# [DATA FOR THE TASK]
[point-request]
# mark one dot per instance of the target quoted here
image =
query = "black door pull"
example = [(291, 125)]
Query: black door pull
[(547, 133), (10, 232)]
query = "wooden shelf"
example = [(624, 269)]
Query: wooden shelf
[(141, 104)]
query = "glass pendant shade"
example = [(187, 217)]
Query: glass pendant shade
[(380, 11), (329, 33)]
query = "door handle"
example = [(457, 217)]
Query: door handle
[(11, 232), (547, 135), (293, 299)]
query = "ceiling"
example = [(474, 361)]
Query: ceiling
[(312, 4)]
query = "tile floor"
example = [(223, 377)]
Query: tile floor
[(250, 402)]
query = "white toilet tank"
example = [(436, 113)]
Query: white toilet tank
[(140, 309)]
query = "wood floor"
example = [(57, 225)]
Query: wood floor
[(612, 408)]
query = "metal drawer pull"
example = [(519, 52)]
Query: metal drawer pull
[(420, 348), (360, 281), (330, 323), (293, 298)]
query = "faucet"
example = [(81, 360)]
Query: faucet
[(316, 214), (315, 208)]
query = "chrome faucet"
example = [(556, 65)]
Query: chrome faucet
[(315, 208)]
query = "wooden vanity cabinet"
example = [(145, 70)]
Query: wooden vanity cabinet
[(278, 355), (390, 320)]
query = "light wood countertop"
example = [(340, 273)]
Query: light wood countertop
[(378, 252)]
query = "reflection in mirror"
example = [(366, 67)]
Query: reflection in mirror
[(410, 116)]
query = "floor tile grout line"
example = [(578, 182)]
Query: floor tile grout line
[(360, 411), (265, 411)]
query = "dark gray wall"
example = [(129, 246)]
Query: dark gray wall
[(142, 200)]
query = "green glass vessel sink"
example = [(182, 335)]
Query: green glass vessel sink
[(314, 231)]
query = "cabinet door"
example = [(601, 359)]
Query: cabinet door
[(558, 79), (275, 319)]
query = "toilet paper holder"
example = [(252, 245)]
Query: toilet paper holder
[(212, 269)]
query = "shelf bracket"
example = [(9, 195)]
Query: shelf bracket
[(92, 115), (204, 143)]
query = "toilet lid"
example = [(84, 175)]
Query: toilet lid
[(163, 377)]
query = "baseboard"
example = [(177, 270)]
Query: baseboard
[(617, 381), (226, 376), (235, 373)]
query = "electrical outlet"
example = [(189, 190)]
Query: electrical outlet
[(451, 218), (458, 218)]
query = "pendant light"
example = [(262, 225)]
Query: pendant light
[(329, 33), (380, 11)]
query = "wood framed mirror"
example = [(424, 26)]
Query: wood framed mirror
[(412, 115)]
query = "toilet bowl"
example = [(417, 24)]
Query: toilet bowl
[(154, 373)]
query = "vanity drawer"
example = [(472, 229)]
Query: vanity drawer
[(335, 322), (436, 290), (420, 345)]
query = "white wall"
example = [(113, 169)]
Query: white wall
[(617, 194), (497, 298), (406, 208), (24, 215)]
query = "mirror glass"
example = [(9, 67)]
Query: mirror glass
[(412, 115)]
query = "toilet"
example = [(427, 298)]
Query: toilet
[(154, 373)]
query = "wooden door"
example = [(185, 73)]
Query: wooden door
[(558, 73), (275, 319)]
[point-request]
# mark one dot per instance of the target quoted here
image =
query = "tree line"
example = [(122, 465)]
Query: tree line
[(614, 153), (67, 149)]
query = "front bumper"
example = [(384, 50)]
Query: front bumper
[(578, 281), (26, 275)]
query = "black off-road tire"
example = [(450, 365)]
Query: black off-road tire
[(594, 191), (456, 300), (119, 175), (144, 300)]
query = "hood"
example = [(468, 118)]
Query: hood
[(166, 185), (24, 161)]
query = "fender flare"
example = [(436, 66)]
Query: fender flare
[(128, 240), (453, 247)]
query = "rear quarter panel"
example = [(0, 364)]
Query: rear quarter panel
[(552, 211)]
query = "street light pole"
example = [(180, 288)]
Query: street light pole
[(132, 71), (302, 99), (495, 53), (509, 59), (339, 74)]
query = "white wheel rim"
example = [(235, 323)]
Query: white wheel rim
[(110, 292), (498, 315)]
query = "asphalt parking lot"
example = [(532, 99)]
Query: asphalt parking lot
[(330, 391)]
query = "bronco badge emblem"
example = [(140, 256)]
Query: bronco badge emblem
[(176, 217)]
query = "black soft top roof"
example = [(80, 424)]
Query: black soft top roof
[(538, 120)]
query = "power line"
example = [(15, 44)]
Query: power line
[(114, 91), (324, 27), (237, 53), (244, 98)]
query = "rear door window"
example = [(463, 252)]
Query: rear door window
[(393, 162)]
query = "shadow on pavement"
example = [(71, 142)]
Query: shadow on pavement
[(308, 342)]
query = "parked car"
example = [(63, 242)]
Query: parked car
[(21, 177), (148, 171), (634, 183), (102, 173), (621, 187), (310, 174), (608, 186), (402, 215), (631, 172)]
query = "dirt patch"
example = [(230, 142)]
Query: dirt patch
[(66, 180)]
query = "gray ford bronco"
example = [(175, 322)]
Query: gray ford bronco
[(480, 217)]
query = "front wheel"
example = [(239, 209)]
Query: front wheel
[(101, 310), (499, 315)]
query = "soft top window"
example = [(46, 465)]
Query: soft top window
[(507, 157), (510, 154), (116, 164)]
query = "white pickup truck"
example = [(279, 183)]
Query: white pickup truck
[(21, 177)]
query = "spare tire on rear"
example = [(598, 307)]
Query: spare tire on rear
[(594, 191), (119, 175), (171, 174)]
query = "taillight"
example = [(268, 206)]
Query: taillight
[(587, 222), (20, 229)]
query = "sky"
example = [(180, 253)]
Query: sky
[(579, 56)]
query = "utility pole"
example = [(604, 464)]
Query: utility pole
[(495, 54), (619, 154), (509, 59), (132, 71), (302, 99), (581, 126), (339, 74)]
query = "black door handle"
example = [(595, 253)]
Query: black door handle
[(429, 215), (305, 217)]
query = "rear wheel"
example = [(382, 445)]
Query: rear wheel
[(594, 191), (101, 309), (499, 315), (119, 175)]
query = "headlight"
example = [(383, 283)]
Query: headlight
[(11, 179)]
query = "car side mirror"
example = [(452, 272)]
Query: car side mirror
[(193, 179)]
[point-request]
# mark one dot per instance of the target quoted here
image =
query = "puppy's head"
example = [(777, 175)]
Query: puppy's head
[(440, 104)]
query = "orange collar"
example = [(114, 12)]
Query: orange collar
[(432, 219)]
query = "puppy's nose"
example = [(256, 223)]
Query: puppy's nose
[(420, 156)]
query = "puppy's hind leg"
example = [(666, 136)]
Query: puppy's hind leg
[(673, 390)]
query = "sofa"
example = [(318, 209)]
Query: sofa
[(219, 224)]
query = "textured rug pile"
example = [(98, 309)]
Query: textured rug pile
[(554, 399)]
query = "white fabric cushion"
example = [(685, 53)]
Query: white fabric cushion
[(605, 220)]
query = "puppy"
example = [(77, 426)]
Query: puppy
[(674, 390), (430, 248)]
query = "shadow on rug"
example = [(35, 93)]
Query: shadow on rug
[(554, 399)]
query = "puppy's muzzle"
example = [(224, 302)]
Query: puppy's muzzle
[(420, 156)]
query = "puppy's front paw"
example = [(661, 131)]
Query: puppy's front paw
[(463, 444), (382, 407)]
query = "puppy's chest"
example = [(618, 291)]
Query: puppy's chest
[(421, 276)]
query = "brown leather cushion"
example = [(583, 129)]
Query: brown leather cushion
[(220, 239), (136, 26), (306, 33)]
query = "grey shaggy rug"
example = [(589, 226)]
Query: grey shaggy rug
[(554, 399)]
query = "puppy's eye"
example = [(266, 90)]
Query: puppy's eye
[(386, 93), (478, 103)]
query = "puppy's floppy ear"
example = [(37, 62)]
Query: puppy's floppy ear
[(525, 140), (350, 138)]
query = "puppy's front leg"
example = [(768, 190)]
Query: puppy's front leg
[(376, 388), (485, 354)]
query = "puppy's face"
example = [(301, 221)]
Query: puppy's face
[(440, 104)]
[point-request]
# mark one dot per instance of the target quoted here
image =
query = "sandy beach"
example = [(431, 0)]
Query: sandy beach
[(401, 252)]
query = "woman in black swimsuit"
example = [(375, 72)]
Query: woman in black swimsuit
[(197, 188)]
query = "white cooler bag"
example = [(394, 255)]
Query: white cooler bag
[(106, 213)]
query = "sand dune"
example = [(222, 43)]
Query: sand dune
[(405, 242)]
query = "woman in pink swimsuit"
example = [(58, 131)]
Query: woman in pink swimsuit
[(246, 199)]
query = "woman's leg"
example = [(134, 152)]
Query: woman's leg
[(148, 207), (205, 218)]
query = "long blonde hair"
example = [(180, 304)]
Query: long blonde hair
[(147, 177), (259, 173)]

# [TASK STATEMENT]
Among the records above, extract exactly the lines from the line with "example = [(71, 142)]" to the line with "example = [(239, 209)]", both lines included, and leave out the rest.

# [SOLUTION TO THIS TASK]
example = [(71, 142)]
Query: shadow on pavement
[(308, 342)]
query = "parked car"
example = [(63, 242)]
Query: parked car
[(21, 177), (148, 171), (634, 183), (102, 173), (621, 187), (310, 174), (608, 186), (402, 215), (631, 172)]
query = "dirt patch"
example = [(230, 142)]
Query: dirt patch
[(66, 180)]
query = "gray ford bronco"
example = [(175, 322)]
Query: gray ford bronco
[(480, 217)]
query = "front wheel"
example = [(239, 209)]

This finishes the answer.